[Opening Dataset entries section]

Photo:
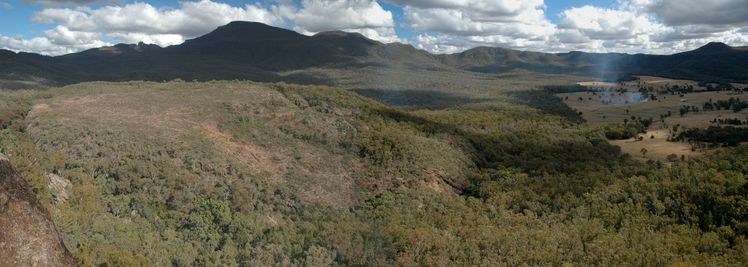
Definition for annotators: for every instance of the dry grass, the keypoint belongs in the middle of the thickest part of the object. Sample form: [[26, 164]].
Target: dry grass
[[596, 113], [658, 148]]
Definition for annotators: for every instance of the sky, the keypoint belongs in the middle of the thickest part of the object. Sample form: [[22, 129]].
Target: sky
[[55, 27]]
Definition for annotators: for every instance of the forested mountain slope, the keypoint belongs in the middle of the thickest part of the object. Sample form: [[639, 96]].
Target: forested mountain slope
[[258, 52], [227, 173]]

[Closing Dataset entries section]

> [Your objective] Repeat all the records above exactly, leaving out any pictures.

> [Result of this exercise]
Photo:
Definition for annotators: for every instance of the dry grass, the keypoint belongs in the middle of the thickest part of the object. Sample form: [[26, 164]].
Target: dry grass
[[596, 113], [658, 148]]
Definition for annotators: for every instance of the sky, the keypoint belongs in the middle of the thickest part of the object. Sample form: [[22, 129]].
Target: sky
[[55, 27]]
Definition for annotators: for every instance of the forested mountain slope, the keypoint belongs in the middle of the thickest part of the object. Sample form: [[639, 96]].
Target: forested mountain slope
[[258, 52], [227, 173]]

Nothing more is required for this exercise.